Task statement: Verbatim repeat, images excluded. Give each entry again as written.

Data records:
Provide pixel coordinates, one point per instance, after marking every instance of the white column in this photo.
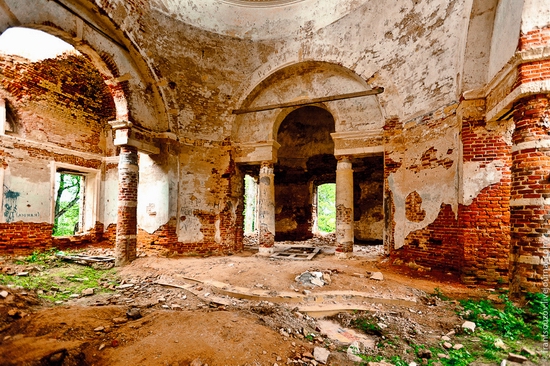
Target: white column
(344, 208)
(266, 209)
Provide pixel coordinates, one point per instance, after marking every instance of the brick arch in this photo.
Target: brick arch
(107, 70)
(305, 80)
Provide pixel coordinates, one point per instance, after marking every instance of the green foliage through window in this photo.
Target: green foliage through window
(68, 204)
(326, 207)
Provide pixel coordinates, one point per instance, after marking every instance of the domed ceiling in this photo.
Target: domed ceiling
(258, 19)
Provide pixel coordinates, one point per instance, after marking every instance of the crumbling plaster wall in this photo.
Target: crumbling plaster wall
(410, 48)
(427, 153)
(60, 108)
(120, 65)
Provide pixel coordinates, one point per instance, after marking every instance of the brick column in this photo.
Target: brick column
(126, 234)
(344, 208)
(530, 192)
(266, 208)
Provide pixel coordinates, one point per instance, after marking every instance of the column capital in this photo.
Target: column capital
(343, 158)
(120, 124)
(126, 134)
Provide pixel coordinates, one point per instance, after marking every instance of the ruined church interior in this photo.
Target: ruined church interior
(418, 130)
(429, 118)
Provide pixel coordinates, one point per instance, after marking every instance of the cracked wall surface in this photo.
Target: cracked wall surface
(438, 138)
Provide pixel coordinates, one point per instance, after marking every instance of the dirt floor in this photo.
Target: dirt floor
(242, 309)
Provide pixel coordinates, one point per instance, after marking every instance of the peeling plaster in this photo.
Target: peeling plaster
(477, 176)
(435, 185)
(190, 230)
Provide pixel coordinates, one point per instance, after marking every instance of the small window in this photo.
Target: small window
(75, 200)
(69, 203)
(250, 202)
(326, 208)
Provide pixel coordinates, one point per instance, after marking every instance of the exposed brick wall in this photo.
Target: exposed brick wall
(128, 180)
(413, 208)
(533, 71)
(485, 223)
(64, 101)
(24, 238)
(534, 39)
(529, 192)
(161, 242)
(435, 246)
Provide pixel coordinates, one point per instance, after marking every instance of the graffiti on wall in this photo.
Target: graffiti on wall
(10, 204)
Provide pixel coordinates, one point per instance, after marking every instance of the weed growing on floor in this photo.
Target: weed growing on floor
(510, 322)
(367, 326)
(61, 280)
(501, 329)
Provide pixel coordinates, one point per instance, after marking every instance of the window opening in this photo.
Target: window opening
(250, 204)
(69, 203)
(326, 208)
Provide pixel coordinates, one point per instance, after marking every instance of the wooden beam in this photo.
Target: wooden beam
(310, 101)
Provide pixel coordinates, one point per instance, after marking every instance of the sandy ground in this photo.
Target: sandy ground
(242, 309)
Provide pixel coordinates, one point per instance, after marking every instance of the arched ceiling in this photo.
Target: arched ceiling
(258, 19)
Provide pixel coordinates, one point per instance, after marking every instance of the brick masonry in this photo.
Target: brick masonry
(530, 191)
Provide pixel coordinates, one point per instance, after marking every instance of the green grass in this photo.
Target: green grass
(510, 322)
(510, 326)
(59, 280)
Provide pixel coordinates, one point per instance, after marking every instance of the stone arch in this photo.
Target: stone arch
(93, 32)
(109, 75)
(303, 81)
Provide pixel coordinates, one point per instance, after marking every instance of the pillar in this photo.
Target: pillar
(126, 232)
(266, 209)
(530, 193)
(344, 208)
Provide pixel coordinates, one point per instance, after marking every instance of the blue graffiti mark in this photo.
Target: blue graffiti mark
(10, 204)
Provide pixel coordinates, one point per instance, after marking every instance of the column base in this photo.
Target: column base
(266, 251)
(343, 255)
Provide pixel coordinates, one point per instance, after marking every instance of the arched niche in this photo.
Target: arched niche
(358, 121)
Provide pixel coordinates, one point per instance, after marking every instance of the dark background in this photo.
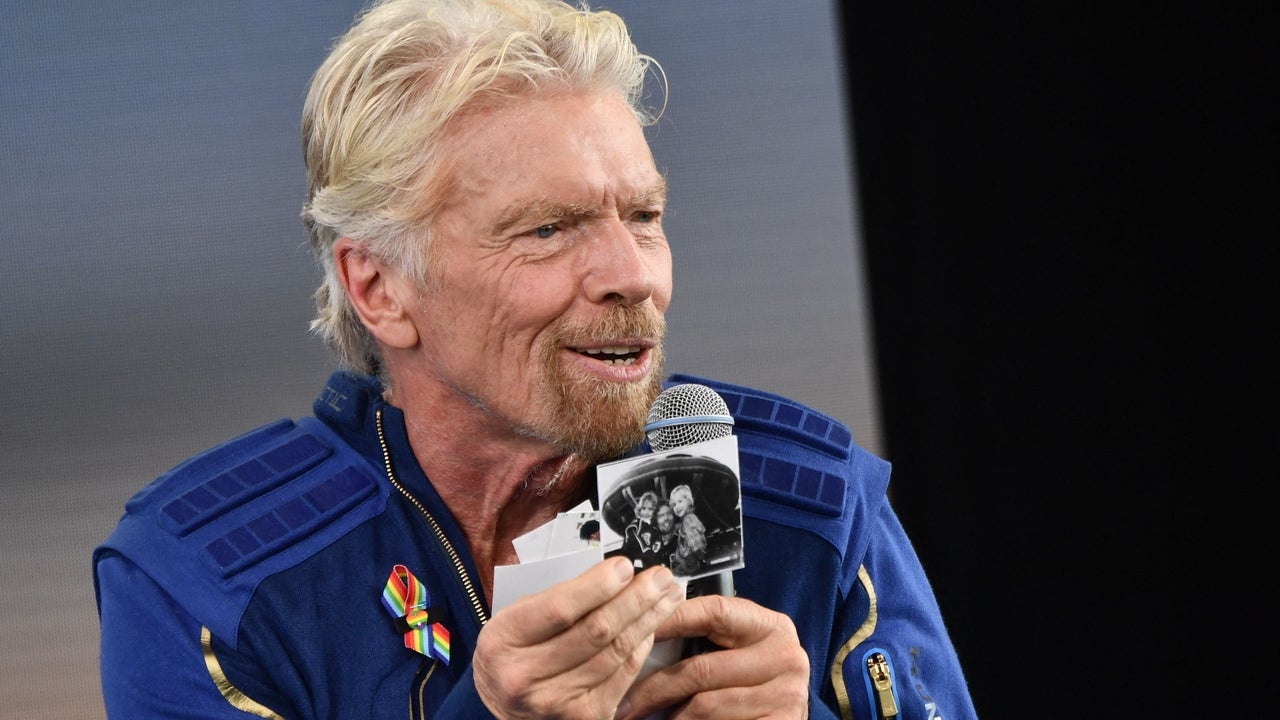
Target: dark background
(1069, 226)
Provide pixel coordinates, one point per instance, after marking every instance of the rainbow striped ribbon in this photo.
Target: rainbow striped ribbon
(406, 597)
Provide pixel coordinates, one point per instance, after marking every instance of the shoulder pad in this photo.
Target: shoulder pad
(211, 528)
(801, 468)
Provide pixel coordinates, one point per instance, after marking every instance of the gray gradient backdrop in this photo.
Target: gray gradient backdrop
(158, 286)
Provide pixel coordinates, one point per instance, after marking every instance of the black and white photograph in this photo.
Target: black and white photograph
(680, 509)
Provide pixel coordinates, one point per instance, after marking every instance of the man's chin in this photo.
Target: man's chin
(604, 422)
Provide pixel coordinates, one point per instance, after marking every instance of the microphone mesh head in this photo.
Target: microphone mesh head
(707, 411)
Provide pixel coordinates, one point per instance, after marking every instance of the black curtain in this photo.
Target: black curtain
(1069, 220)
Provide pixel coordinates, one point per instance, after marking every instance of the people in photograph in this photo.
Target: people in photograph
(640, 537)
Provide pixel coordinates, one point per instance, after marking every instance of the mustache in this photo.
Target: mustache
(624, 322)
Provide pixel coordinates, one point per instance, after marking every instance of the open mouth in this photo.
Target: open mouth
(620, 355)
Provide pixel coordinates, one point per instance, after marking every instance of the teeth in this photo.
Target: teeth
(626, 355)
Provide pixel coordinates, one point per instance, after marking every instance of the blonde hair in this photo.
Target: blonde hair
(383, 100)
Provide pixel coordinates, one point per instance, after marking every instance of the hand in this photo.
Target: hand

Task solution:
Provide pixel coordinates, one point per instance, after marking every instance of the white column in this photo.
Target: white column
(344, 208)
(266, 209)
Provide pixel coordinates, one point per instance, after marking every instance of the brick arch in this photo.
Target: brick arch
(107, 70)
(305, 80)
Provide pixel coordinates, one point per instance, after marking every instance of the green foliage through window in this photo.
Target: green foliage through window
(68, 204)
(326, 207)
Provide pixel coordinates, one point per instance, after marking every instance of the domed ceiling in this photo.
Target: domed ceiling
(258, 19)
Provide pixel coordinates, one point per instance, after marking every instance of the crumbling plaster wall in this photo.
Target: crumbling plaster wall
(410, 48)
(427, 153)
(60, 108)
(120, 65)
Provide pixel coordinates, one point per instance, after marking every instance of the brick column in this photo.
Target: brick column
(126, 234)
(344, 208)
(530, 192)
(266, 208)
Provide pixel coordinates, one point per instance, after marking every instance of the column capital in this photo.
Target: column capital
(343, 158)
(120, 124)
(126, 134)
Provide pixel coordinates, one point per instance, after marking every instance of the ruined church interior in this photo.
Target: ruined church interior
(418, 130)
(429, 118)
Provide pixel coordinates, one point per instance, after marking every instance of the cracked wall surface in this photo.
Target: cracked wall surface
(438, 138)
Provide pixel coordinates, one point per instance, after marking every instance of the dirt floor in this photo.
Target: dirt floor
(242, 309)
Provide pixel coordinates, one point per instance, after marking every instance of the peeling plaster in this photo.
Target: peeling plaster
(477, 176)
(435, 185)
(190, 230)
Provide pixel coordinates, one point per instance, after marking every instance of the small window in this photo.
Target: small window
(75, 200)
(69, 203)
(250, 202)
(326, 208)
Provide pixel coordinates, one point per instance, after marking every instance of the exposed brick wall in this photo.
Target: exposed brick wall
(128, 180)
(413, 208)
(533, 71)
(485, 223)
(64, 101)
(24, 238)
(534, 39)
(529, 192)
(161, 242)
(435, 246)
Provide pixel coordinates, one point per instance, after marking every instance of the graffiti on wall in this photo.
Target: graffiti on wall
(10, 204)
Provide pixel coordinates, one point per instance, after marking every instance of the weed growing on floor in this photo.
Target: weed growing on floor
(510, 322)
(367, 326)
(61, 280)
(501, 329)
Provide pixel coordinates, one point per instance, after marking every instance of the window opening in this photo.
Target: window opening
(250, 204)
(69, 203)
(326, 208)
Provide pixel coordinates, one point per instance, after marking every instance of the wooden beam in this photo.
Target: wooden beam
(310, 101)
Provide pixel coordinates, one point per instance, after marking every instance of the sandy ground in this photo.
Target: sandy ground
(242, 309)
Provide pixel coordinates, one point per instance, after marking every instance of the arched ceiling in this photo.
Target: arched ceiling
(258, 19)
Provide pixel coordinates, one point per instance, after marking every instance of the brick masonry in this photo.
Target: brick masonry
(530, 191)
Provide pixel coordinates, one point per instance, after marking every instance of the green grass in this photo.
Target: green grass
(510, 322)
(510, 326)
(59, 280)
Provide pixel coordinates, one point per instance, after marking every instance of the stone arch in this photo.
Target: stone arch
(93, 32)
(109, 75)
(303, 81)
Provide pixel coordinates, one point per instance, after marking every instance of the pillar in this photo.
Target: pillar
(126, 232)
(266, 209)
(530, 193)
(344, 208)
Provide pixel coordinates, one point per instance, after marking every instance of the blue graffiti mark in this photo.
Target: blue graffiti mark
(10, 204)
Provide pixel coordinates, one point per instance, after marking every instance of the column base in this photo.
Target: column base
(266, 251)
(343, 255)
Provide pixel coordinates, one point per instance, after marking every instance of the arched niche in this photo.
Target: arched niche
(358, 121)
Provide pixel coordinates, one point per instance, after marking every instance of the dark background in this photo.
Target: dark background
(1069, 226)
Provide pixel coordinates, one point per instance, after marking every instance of the rainbow striped ribbon in this photo.
Target: rainbow striped ribbon
(406, 597)
Provide pixel coordinates, one point per instance, after marking every instance of the shoulder pad in this photo.
Target: shoulder pad
(211, 528)
(801, 468)
Provide pixel coordinates, one point per instance, after marking every instance of the gray gradient backdrop in this photo.
Target: gray gradient backdrop
(158, 286)
Provide pixel coordinates, one point per instance, after marking every instance of the black and white photograph in this photo.
Target: black and white photograph
(680, 509)
Provide pixel coordinates, one point per instance, after marking every instance of the man's chin in this photo.
Target: man's chin
(604, 422)
Provide pixel coordinates, one point per instance, after marking every instance of the microphone mesh head in this photo.
Target: microphone mesh head
(707, 411)
Provide pixel coordinates, one point per instance, after marking every instance of the black curtain in this photo.
Target: black curtain
(1069, 220)
Provide pixel coordinates, one point per instance, after marking every instance of the people in photograph in this photo.
Target: people in photograph
(640, 537)
Provide pixel coordinates, one point per instance, after marking every instance of the mustache in this photo.
Target: mustache
(624, 322)
Provide pixel coordinates, one point per instance, after marking every instance of the open mouth in this photo.
Target: open mouth
(620, 355)
Provide pixel coordinates, one point per instance, after marking every instance of the teeth in this photo.
Target: teeth
(626, 355)
Provide pixel coordinates, one point per instance, after marking every instance of the blonde hair in this photo.
Target: blonde hair
(383, 100)
Provide pixel coordinates, one point per instance, after marking every instance of the hand in this photo.
Target: hand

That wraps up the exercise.